:: DATA PROVIDED ::
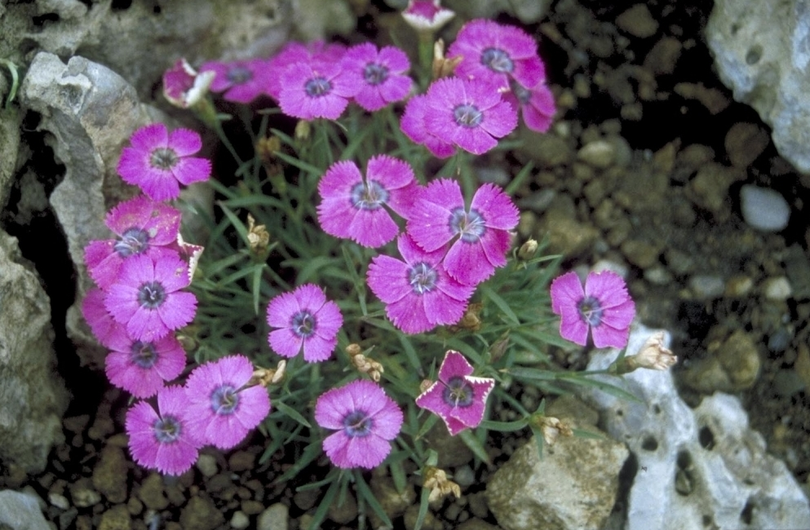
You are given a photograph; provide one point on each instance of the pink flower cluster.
(499, 73)
(140, 301)
(446, 251)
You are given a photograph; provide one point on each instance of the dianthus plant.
(359, 282)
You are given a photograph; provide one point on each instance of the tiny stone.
(764, 209)
(207, 465)
(777, 289)
(239, 520)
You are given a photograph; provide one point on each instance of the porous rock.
(761, 52)
(696, 469)
(32, 395)
(573, 485)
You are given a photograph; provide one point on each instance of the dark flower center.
(422, 278)
(469, 225)
(375, 74)
(224, 400)
(591, 310)
(164, 158)
(458, 392)
(357, 424)
(151, 295)
(497, 60)
(304, 324)
(133, 241)
(468, 116)
(167, 429)
(143, 354)
(239, 74)
(317, 87)
(369, 196)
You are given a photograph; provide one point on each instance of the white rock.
(761, 52)
(764, 208)
(694, 466)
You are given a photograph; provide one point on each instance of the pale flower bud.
(653, 355)
(439, 485)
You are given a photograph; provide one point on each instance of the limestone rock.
(32, 395)
(696, 469)
(91, 112)
(20, 511)
(761, 52)
(573, 486)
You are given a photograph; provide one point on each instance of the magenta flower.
(147, 299)
(469, 113)
(307, 320)
(366, 420)
(604, 306)
(353, 208)
(141, 367)
(418, 293)
(378, 76)
(183, 87)
(98, 318)
(439, 215)
(414, 127)
(157, 161)
(241, 81)
(142, 226)
(220, 410)
(161, 440)
(457, 397)
(427, 15)
(315, 89)
(536, 105)
(496, 53)
(298, 52)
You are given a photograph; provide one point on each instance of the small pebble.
(764, 209)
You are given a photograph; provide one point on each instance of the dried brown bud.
(258, 236)
(443, 67)
(439, 485)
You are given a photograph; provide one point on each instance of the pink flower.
(537, 105)
(220, 410)
(315, 89)
(496, 53)
(378, 77)
(413, 125)
(147, 299)
(142, 226)
(353, 208)
(457, 397)
(98, 318)
(141, 367)
(161, 440)
(604, 306)
(298, 52)
(306, 320)
(242, 81)
(439, 215)
(469, 113)
(157, 161)
(183, 87)
(418, 293)
(366, 420)
(427, 15)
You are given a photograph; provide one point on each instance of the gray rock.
(764, 209)
(91, 112)
(32, 395)
(21, 511)
(694, 466)
(761, 52)
(527, 493)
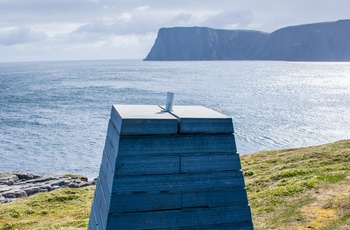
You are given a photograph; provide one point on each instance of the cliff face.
(313, 42)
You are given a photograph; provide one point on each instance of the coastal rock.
(327, 41)
(17, 184)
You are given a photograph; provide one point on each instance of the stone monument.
(174, 169)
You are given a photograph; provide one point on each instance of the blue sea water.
(54, 115)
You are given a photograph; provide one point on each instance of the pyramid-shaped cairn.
(170, 170)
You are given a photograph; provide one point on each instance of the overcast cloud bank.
(103, 29)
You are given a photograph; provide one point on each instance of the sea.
(54, 115)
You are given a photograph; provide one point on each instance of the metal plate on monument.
(142, 119)
(199, 119)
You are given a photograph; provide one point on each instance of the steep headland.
(304, 188)
(327, 41)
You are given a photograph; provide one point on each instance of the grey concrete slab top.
(200, 119)
(143, 120)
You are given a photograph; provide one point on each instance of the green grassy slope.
(305, 188)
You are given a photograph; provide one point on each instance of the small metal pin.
(169, 102)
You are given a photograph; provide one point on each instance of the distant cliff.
(328, 41)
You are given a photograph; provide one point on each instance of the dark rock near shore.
(18, 185)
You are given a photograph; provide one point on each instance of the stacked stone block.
(170, 170)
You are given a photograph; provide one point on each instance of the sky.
(48, 30)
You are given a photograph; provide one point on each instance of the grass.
(304, 188)
(59, 209)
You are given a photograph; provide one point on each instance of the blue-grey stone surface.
(153, 178)
(327, 41)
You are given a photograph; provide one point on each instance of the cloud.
(21, 35)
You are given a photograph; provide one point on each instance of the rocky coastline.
(16, 185)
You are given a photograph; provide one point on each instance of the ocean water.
(54, 115)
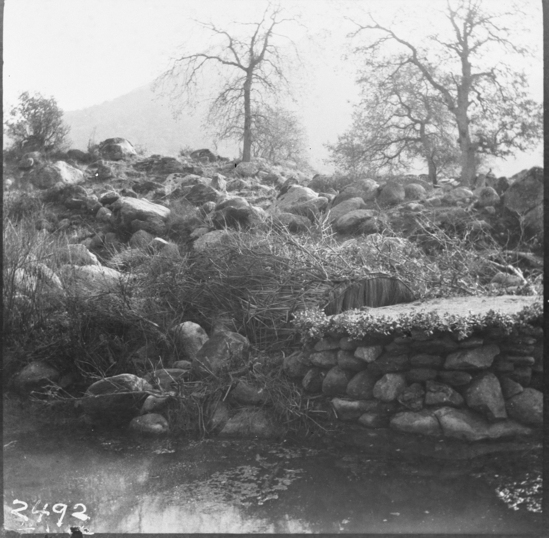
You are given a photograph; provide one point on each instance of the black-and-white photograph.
(273, 267)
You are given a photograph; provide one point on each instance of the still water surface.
(216, 486)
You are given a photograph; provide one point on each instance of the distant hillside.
(145, 119)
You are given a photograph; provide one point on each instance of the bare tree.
(278, 135)
(489, 104)
(252, 68)
(398, 119)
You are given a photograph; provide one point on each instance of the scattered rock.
(189, 337)
(484, 395)
(149, 424)
(526, 407)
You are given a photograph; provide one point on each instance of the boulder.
(189, 337)
(221, 352)
(313, 379)
(35, 376)
(423, 422)
(526, 407)
(412, 397)
(389, 387)
(374, 420)
(352, 409)
(414, 191)
(149, 424)
(58, 172)
(296, 195)
(91, 279)
(363, 188)
(246, 394)
(525, 193)
(487, 196)
(252, 423)
(213, 241)
(472, 359)
(484, 395)
(296, 365)
(469, 426)
(327, 344)
(76, 254)
(140, 239)
(37, 278)
(294, 223)
(391, 194)
(116, 399)
(424, 360)
(509, 388)
(340, 210)
(129, 212)
(361, 386)
(336, 381)
(368, 353)
(420, 375)
(442, 394)
(200, 194)
(347, 361)
(353, 221)
(203, 155)
(116, 149)
(455, 378)
(247, 169)
(324, 359)
(167, 379)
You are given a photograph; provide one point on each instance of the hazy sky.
(84, 52)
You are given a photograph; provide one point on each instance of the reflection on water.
(244, 487)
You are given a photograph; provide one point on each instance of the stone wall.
(487, 386)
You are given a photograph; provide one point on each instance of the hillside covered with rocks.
(163, 292)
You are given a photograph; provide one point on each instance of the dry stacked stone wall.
(487, 386)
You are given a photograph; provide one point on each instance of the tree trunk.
(247, 149)
(432, 170)
(467, 159)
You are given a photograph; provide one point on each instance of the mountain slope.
(145, 119)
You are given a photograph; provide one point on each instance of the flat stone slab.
(457, 306)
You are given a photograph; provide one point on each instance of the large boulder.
(341, 209)
(391, 194)
(76, 254)
(221, 352)
(189, 337)
(525, 193)
(294, 197)
(91, 279)
(469, 426)
(149, 424)
(336, 381)
(116, 399)
(424, 422)
(472, 359)
(116, 149)
(363, 188)
(58, 172)
(527, 407)
(128, 212)
(362, 385)
(35, 376)
(252, 423)
(389, 387)
(353, 222)
(484, 395)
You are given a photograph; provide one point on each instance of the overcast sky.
(85, 52)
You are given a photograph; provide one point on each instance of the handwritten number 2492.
(58, 508)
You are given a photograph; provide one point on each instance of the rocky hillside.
(132, 266)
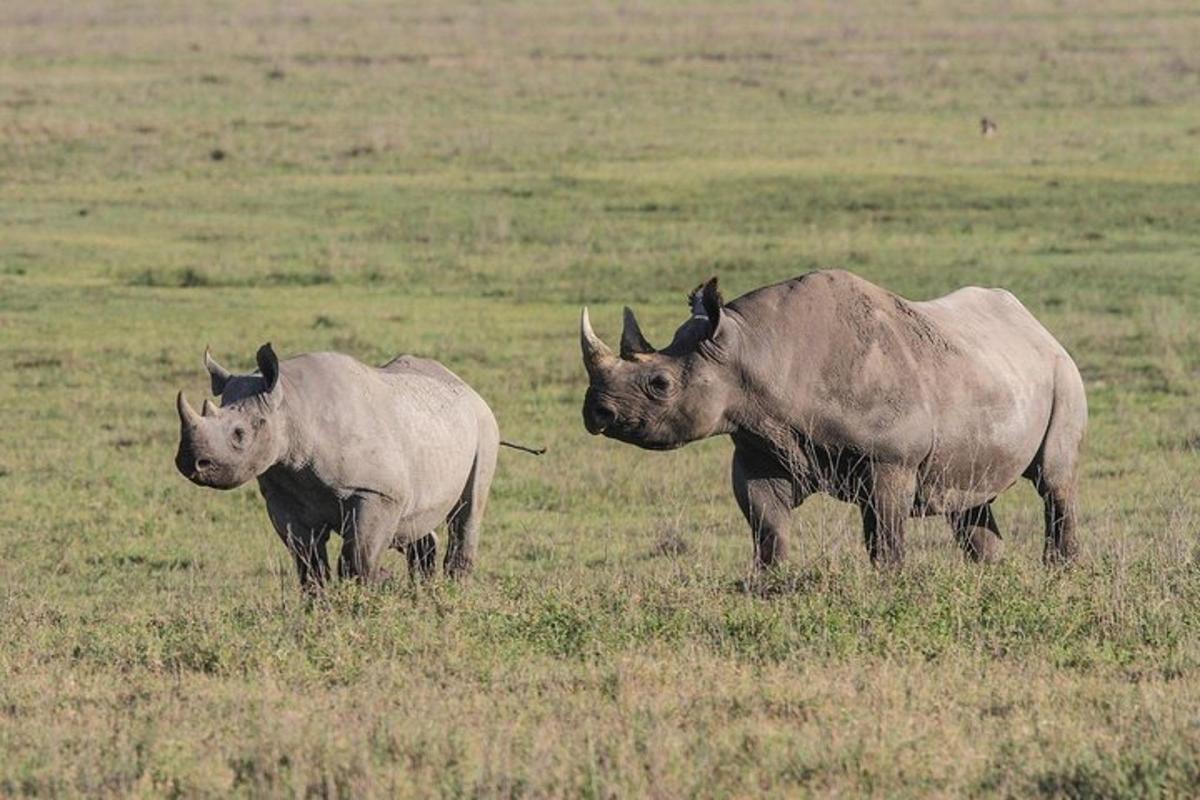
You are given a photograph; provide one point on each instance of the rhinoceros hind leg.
(977, 534)
(423, 557)
(1055, 470)
(885, 507)
(465, 521)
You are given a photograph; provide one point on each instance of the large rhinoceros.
(828, 383)
(381, 455)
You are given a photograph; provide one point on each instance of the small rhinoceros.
(827, 383)
(382, 456)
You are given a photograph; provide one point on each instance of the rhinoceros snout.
(598, 416)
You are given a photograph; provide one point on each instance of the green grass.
(456, 181)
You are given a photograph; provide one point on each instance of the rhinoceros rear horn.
(187, 415)
(631, 340)
(217, 374)
(595, 353)
(706, 301)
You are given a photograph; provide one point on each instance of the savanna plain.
(455, 180)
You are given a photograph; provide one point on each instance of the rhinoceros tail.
(535, 451)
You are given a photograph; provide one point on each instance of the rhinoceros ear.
(268, 366)
(217, 374)
(706, 301)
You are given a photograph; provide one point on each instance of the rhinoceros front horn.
(595, 353)
(187, 415)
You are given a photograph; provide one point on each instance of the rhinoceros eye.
(660, 385)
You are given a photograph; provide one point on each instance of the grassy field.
(456, 181)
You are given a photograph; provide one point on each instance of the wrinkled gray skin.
(828, 383)
(379, 455)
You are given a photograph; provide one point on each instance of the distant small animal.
(828, 383)
(381, 456)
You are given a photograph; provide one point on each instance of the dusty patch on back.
(922, 329)
(427, 384)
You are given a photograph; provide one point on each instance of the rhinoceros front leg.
(306, 542)
(886, 505)
(767, 494)
(369, 527)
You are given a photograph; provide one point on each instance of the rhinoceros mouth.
(637, 438)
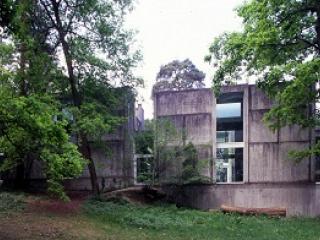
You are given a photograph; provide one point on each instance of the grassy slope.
(106, 220)
(172, 223)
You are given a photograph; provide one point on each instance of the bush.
(11, 202)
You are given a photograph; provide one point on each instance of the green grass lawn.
(169, 222)
(108, 220)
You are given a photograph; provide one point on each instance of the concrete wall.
(271, 179)
(113, 155)
(190, 112)
(298, 199)
(268, 158)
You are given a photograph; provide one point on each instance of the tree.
(179, 75)
(88, 38)
(29, 129)
(280, 47)
(84, 30)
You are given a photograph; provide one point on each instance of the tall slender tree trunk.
(85, 148)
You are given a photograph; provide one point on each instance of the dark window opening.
(229, 159)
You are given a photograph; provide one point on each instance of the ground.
(37, 218)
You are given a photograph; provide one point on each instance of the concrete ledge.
(300, 199)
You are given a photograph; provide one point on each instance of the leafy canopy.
(279, 47)
(179, 75)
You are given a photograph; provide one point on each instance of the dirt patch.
(57, 206)
(36, 226)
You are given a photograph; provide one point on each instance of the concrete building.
(113, 154)
(248, 165)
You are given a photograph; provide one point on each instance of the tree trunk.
(84, 145)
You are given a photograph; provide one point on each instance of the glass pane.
(317, 164)
(228, 110)
(229, 165)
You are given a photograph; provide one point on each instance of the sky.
(177, 29)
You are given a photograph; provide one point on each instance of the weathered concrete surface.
(271, 178)
(113, 155)
(190, 112)
(298, 199)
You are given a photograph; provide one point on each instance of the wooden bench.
(272, 212)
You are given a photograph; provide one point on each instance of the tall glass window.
(229, 138)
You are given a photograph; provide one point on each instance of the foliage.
(279, 48)
(11, 202)
(176, 161)
(144, 140)
(169, 222)
(76, 52)
(29, 133)
(179, 75)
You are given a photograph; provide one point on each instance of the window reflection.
(229, 159)
(229, 165)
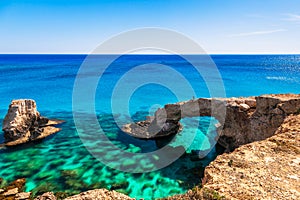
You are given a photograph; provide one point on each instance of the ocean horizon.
(62, 159)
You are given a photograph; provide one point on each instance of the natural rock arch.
(246, 119)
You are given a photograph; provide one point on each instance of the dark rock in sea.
(23, 123)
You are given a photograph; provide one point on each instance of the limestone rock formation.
(267, 169)
(100, 194)
(46, 196)
(242, 120)
(23, 123)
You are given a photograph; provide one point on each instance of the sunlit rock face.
(242, 120)
(23, 123)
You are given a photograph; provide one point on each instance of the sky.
(218, 26)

:: TASK BRIEF ::
With the pictures left out, write out exactly the lines from the line containing "the wooden bench." through the final line.

:: OUTPUT OF THE TASK ::
You are given a photograph; provide one point on each instance of the wooden bench.
(272, 212)
You are given a photograph; provide one point on each instance of the tall glass window.
(229, 138)
You are given a photograph; provide one point on each instance of the foliage.
(279, 48)
(11, 202)
(176, 161)
(144, 140)
(169, 222)
(76, 52)
(29, 133)
(179, 75)
You are given a photograph; provide one point on each instance of the window reflection.
(229, 159)
(229, 165)
You are given a photograph; provide one point on each instance of the ocean horizon.
(62, 159)
You are given a photograph; provide one point on each instance of the natural rock arch.
(246, 119)
You are given a photograph; provide one point on each instance of the dark rock in sea.
(23, 123)
You are given a photograph; provide one point on each instance of the limestone rock formation.
(267, 169)
(100, 194)
(46, 196)
(242, 120)
(23, 123)
You are given a photograph; provide one point on each instance of the sunlit rock face.
(242, 120)
(23, 123)
You are given a photograph; provide one point on each instance of the sky.
(218, 26)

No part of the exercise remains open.